» DIRECTIONS FOR THIS TASK
From the listing below, copy out each line that contains the word "molding".

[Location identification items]
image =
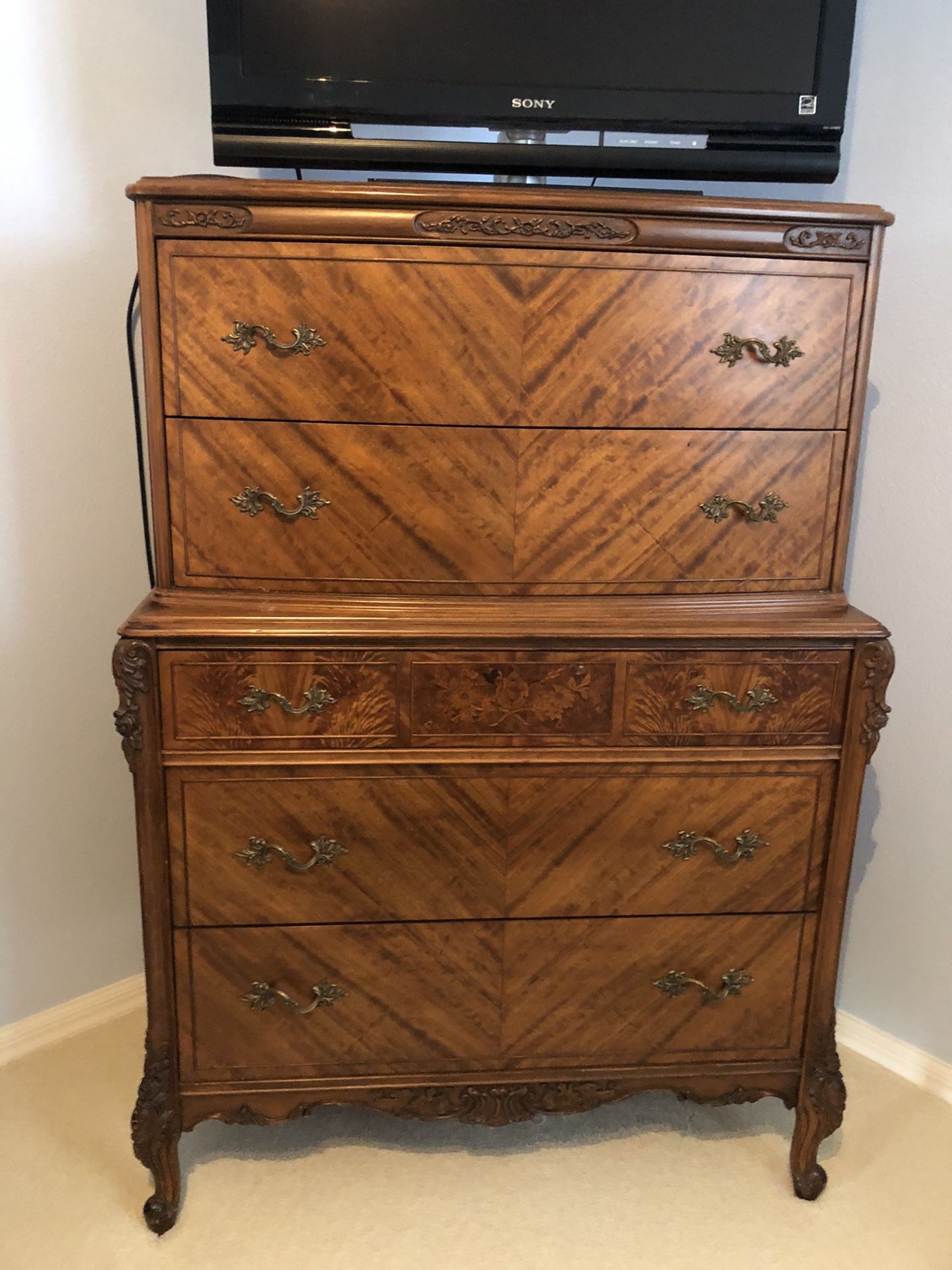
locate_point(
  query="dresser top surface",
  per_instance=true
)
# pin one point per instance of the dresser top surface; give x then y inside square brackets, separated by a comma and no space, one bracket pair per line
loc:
[422,194]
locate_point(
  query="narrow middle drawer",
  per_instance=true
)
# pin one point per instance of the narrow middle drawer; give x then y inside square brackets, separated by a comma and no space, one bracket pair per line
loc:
[280,846]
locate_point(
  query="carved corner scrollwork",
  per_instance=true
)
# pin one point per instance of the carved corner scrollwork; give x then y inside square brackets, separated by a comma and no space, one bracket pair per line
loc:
[131,672]
[879,662]
[804,238]
[234,219]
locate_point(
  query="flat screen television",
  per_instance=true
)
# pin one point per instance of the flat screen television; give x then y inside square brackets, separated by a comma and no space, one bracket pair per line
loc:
[705,89]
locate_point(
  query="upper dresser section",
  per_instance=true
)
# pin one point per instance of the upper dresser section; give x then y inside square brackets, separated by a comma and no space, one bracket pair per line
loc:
[507,392]
[481,335]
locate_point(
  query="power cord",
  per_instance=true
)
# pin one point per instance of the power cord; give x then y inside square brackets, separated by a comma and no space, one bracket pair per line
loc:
[138,417]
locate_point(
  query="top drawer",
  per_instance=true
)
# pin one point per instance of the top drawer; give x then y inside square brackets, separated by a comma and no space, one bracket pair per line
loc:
[463,335]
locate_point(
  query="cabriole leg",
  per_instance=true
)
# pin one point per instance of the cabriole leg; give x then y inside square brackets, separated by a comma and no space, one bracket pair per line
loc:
[823,1097]
[157,1129]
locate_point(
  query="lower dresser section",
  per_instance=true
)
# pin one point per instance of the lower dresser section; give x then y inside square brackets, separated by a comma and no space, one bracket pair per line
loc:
[390,999]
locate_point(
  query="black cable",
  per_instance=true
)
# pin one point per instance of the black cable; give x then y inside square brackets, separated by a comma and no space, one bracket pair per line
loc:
[138,417]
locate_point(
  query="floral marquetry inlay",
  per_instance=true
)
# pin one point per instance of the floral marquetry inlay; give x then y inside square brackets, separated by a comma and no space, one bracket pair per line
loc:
[514,698]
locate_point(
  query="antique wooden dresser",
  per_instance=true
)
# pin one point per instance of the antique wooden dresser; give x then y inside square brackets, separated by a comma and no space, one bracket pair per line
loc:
[498,723]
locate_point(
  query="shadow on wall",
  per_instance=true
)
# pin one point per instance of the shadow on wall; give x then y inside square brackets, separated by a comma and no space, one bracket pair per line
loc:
[99,92]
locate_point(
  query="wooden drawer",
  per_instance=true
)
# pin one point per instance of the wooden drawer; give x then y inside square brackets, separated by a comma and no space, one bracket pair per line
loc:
[481,996]
[512,698]
[498,841]
[735,698]
[334,507]
[278,698]
[403,506]
[404,341]
[467,335]
[380,845]
[690,839]
[300,698]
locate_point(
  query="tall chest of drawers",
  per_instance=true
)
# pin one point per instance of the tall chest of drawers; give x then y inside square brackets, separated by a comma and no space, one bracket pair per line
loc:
[498,723]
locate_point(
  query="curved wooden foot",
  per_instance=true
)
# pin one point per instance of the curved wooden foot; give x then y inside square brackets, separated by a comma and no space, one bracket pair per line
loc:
[823,1099]
[155,1138]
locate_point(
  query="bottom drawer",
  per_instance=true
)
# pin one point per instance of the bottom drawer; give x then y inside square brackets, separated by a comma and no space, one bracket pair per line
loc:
[428,997]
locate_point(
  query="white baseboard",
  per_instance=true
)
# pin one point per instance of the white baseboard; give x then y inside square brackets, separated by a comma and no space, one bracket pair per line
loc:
[896,1056]
[104,1005]
[74,1016]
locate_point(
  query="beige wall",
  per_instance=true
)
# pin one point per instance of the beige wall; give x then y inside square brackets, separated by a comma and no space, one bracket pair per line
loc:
[110,89]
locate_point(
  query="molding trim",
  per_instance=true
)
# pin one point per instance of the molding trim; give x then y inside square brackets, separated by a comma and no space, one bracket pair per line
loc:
[923,1070]
[71,1017]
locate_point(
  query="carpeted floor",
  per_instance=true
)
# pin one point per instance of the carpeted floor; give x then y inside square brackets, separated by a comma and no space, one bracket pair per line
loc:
[651,1183]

» SOLUTION
  query="molding trim",
# pin one point per instance of the molding trim; give x then y inside square brackets, separated by a comma and no space, one bracket pair per line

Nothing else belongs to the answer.